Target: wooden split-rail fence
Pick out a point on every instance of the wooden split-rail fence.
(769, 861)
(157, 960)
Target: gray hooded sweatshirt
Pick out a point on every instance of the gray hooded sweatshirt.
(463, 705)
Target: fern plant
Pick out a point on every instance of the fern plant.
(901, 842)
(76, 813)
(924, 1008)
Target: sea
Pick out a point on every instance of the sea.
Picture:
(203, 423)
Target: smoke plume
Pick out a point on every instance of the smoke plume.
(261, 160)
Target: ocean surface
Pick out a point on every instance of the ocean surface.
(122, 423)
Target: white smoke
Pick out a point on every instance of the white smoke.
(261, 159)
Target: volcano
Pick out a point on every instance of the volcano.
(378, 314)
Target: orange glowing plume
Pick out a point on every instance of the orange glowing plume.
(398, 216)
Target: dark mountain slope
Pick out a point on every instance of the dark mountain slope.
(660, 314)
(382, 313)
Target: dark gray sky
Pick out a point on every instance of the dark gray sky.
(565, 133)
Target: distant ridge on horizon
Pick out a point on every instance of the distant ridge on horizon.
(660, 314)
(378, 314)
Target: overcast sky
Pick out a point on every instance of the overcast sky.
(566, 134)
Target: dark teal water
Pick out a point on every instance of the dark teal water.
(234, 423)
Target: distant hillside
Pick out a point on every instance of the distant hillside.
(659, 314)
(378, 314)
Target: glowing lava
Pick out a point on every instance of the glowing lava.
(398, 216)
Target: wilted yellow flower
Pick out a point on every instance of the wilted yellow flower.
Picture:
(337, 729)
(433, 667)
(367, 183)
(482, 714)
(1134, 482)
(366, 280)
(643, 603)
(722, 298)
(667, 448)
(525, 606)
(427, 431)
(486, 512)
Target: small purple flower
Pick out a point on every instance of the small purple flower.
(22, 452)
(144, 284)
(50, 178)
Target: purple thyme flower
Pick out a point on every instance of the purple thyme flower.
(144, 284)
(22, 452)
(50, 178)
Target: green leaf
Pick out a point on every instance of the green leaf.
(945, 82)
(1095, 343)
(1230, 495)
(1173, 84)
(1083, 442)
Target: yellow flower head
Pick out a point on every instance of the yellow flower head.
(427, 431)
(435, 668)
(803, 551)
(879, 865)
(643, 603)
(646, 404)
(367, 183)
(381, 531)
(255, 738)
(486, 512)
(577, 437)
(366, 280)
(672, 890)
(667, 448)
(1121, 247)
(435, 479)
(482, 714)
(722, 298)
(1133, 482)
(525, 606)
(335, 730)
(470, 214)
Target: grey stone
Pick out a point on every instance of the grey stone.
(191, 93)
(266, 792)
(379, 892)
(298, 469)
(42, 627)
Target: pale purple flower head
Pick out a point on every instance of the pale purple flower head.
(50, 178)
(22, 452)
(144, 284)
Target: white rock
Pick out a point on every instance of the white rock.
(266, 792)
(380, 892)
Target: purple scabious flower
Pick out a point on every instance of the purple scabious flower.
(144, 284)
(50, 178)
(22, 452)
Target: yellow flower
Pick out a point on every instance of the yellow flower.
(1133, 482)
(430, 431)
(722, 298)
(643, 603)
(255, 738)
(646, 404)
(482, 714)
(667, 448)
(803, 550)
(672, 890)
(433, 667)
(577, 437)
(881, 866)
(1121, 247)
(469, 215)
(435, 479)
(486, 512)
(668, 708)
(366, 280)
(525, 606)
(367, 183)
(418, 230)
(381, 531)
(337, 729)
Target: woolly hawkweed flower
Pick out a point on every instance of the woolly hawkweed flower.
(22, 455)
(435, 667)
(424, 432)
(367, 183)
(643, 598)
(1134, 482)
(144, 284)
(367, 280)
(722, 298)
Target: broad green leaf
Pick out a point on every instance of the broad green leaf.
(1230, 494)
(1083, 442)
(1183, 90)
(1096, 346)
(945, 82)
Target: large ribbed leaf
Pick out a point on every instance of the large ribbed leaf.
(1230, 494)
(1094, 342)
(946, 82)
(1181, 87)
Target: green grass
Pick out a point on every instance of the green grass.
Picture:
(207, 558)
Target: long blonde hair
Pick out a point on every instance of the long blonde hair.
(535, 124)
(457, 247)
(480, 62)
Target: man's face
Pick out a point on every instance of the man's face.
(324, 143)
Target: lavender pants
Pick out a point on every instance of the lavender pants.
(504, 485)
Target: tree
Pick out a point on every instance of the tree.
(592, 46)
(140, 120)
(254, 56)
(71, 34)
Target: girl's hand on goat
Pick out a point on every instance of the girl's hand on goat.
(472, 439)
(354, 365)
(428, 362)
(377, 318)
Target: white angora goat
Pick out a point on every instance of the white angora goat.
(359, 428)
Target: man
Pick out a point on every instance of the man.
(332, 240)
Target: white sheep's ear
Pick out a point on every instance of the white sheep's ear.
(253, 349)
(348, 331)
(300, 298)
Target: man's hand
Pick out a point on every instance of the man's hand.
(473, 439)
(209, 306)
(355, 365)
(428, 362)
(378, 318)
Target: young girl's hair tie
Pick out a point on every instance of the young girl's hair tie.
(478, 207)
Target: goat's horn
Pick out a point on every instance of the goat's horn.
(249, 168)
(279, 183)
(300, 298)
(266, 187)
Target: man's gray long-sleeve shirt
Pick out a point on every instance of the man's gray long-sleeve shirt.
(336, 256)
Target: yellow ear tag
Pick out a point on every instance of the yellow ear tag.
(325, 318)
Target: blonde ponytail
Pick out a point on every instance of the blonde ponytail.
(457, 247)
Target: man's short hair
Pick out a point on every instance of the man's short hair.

> Description of the task
Copy every line verbatim.

> Reply to the task
Target: wooden split-rail fence
Pick out a point on every instance of the wooden split-rail fence.
(769, 861)
(157, 960)
Target: gray hooded sweatshirt
Pick out a point on every instance of the gray hooded sweatshirt.
(463, 705)
Target: fern plant
Pick out a point on every instance of the fern plant.
(901, 842)
(76, 813)
(924, 1008)
Target: sea
Pick out a point on every instance of the sea.
Picture:
(203, 423)
Target: smoke plume
Pick out a point on every instance of the smoke plume.
(261, 160)
Target: ocean surface
Pick out a point on every instance of the ocean surface.
(122, 423)
Target: white smoke
Pick out a point on every instance of the white smoke.
(261, 159)
Target: volcano
Pick out a point on every instance of the volcano.
(378, 314)
Target: orange glowing plume
Pick out a point on every instance of the orange glowing plume.
(398, 216)
Target: dark mountain slope
Pick out a point on every instance of the dark mountain slope.
(660, 314)
(382, 313)
Target: dark gray sky
Pick out a point on every instance of the dark gray sky.
(565, 133)
Target: distant ridge on horizon
Pick out a point on every instance of the distant ridge on horizon.
(660, 314)
(378, 314)
Target: overcast sky
Pick out a point on every instance of the overcast sky.
(566, 134)
Target: dark teal water
Pick out a point on every instance of the dark teal water.
(234, 423)
Target: distant hillside
Pick out a point on every instance of the distant hillside.
(659, 314)
(378, 314)
Target: glowing lava
Pick out a point on every instance of the glowing lava.
(398, 216)
Target: wilted yellow flower
Pick out a point on every instance of the wilted yellow flower.
Picture:
(337, 729)
(433, 667)
(367, 183)
(482, 714)
(1134, 482)
(366, 280)
(643, 603)
(722, 298)
(667, 448)
(525, 606)
(427, 431)
(486, 512)
Target: small purple flower
Pick out a point on every instance of the small purple flower.
(22, 452)
(144, 284)
(50, 178)
Target: purple thyme flower
Pick out a point on every instance of the purple thyme flower.
(144, 284)
(22, 452)
(50, 178)
Target: green leaf
Pick out a point on every instance of the green leaf.
(945, 82)
(1095, 343)
(1230, 495)
(1173, 84)
(1083, 442)
Target: yellow flower head
Pick out a point on every instance of the yellow flower head.
(427, 431)
(435, 668)
(803, 551)
(879, 865)
(643, 603)
(646, 404)
(367, 183)
(381, 531)
(255, 738)
(486, 512)
(577, 437)
(366, 280)
(672, 890)
(667, 448)
(1121, 247)
(435, 479)
(482, 714)
(722, 298)
(1133, 482)
(525, 606)
(335, 730)
(470, 214)
Target: grey stone
Pick out a point on every instance of the grey stone.
(191, 93)
(266, 792)
(379, 892)
(298, 469)
(42, 627)
Target: pale purple flower head
Pick out a point on every instance of the pale purple flower head.
(50, 178)
(22, 452)
(144, 284)
Target: white rock
Pick out a point on every instance of the white rock.
(266, 792)
(380, 892)
Target: purple scabious flower
Pick out a point on every instance of the purple scabious flower.
(144, 284)
(50, 178)
(22, 452)
Target: yellow flower
Pick out a point on every instance of the yellow flower.
(1133, 482)
(430, 431)
(722, 298)
(643, 603)
(255, 738)
(646, 404)
(482, 714)
(667, 448)
(803, 550)
(672, 890)
(433, 667)
(577, 437)
(881, 866)
(1121, 247)
(469, 215)
(435, 479)
(486, 512)
(668, 708)
(366, 280)
(525, 606)
(367, 183)
(418, 230)
(381, 531)
(337, 729)
Target: woolly hawkweed flower
Pick out a point on every instance of the woolly hawkweed flower.
(22, 455)
(435, 667)
(424, 432)
(367, 183)
(643, 598)
(1134, 482)
(144, 284)
(367, 280)
(722, 298)
Target: broad green leaf
Pick out a point on every instance of the broad green leaf.
(1230, 494)
(1083, 442)
(1183, 90)
(1096, 346)
(945, 82)
Target: large ribbed leaf
Pick out a point on every instance of the large ribbed leaf.
(1230, 494)
(1094, 342)
(946, 82)
(1181, 87)
Target: green grass
Pick out a point on every instance of the green grass.
Picture:
(207, 558)
Target: long blonde hair
Pick out a point on every instance of the long blonde hair.
(535, 124)
(457, 247)
(480, 62)
Target: man's face
Pick out a point on every instance of the man's face.
(324, 143)
Target: lavender pants
Pick out a point on every instance of the lavender pants.
(504, 485)
Target: tree
Pick out a point on every instance of the tree.
(592, 46)
(140, 120)
(254, 56)
(71, 34)
Target: girl's hand on goat
Pick out a point on every instance of the girl's hand on goat.
(472, 439)
(354, 365)
(428, 362)
(377, 318)
Target: white angora goat
Pick out a point on every instance of the white angora goat.
(359, 428)
Target: man
Pick out a point on every instance of the man.
(332, 240)
Target: white sheep's ear
Pick out a point on every instance of the white sheep's ear.
(253, 349)
(348, 331)
(300, 298)
Target: man's hand
Pick out a point on every instance of the man's hand.
(473, 439)
(209, 306)
(355, 365)
(428, 362)
(378, 318)
Target: young girl's hair tie
Pick out a point on every instance of the young girl's hair tie.
(478, 207)
Target: goat's horn
Pick out a point on every instance of the goat's horn.
(249, 168)
(279, 183)
(300, 298)
(266, 187)
Target: man's gray long-sleeve shirt
Pick out a point on every instance of the man's gray long-sleeve shirt.
(336, 256)
Target: yellow ear tag
Pick out a point on every instance of the yellow ear tag.
(325, 318)
Target: blonde ponytail
Pick out a point on every instance of the blonde ponytail.
(457, 247)
Target: man's short hair
Pick out a point on every instance of the man's short hair.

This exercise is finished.